Instructions to follow:
Beneath this task are records; print exactly the stretch of them from the line with "Target: man's dark sweater" through the line with "Target: man's dark hair", both ends included.

[Stored data entries]
-=-=-=-=-
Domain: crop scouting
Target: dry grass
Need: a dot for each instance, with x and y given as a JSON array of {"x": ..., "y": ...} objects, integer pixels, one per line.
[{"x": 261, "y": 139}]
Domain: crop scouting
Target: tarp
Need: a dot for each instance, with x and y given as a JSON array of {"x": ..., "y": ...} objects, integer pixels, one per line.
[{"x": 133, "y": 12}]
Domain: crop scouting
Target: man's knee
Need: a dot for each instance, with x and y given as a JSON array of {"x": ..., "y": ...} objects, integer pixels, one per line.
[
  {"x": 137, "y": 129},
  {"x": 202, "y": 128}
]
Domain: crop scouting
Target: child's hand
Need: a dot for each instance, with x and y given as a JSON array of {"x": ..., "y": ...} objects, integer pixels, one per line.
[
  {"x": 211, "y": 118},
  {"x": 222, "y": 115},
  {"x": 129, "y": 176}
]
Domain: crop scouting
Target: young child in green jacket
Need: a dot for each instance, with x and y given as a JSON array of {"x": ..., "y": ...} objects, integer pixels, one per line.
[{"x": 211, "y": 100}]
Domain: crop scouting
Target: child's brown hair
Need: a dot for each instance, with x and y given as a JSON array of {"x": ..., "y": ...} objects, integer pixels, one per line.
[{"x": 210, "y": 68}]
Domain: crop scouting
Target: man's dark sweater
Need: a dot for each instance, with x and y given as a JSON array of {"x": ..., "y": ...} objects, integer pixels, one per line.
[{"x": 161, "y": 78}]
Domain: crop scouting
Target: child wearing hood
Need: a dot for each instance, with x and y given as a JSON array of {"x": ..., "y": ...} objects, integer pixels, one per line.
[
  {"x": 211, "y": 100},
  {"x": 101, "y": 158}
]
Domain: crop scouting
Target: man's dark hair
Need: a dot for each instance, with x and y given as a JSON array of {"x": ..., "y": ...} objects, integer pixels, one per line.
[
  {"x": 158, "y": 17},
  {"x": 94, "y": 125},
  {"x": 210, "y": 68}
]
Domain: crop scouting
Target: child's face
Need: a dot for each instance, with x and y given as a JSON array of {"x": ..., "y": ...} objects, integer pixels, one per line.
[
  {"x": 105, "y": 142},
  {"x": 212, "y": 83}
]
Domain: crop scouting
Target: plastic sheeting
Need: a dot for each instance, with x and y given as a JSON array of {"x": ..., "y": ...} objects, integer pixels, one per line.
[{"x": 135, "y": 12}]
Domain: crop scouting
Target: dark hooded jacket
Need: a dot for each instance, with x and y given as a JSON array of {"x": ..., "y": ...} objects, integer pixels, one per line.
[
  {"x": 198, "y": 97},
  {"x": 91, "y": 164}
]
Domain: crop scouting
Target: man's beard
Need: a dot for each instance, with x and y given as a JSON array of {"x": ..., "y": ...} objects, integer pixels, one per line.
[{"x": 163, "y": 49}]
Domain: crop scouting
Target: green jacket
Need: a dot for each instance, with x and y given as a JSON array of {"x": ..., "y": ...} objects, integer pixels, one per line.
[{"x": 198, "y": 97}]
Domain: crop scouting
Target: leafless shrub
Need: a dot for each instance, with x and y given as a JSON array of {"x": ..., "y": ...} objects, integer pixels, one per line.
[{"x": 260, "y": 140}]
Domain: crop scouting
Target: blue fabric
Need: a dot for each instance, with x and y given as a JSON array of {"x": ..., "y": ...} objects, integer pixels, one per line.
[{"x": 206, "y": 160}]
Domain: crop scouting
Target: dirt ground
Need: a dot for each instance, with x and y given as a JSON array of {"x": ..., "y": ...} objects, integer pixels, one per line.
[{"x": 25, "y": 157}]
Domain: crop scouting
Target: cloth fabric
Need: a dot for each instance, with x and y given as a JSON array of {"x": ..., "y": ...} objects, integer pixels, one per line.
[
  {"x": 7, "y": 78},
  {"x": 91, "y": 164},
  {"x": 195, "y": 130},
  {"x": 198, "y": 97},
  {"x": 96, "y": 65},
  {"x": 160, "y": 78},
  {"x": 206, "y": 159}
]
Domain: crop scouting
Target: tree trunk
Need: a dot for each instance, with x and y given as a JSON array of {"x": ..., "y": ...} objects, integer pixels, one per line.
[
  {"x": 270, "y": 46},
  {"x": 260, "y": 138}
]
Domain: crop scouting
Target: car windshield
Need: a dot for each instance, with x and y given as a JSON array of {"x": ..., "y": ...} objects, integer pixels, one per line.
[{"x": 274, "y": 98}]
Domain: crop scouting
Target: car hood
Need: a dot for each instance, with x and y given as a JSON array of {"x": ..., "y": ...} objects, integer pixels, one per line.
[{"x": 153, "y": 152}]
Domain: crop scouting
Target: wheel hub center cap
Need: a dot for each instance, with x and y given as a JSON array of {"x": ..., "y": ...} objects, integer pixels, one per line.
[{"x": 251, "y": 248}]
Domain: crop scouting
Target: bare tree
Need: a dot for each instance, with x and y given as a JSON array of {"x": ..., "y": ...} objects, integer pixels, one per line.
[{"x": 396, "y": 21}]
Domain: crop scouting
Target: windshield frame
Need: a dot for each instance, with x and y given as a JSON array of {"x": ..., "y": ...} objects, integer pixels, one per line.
-=-=-=-=-
Exercise solution:
Target: man's dark sweater
Need: a dot for each instance, with x and y given as a JSON array of {"x": ..., "y": ...} objects, integer pixels, one per line.
[{"x": 161, "y": 78}]
Domain: crop scouting
Target: child wearing hood
Need: a dot for each instance, with x and y given as a JSON array of {"x": ..., "y": ...} objects, integer pixels, one per line.
[
  {"x": 211, "y": 100},
  {"x": 101, "y": 158}
]
Domain: crop scouting
Target: man's dark hair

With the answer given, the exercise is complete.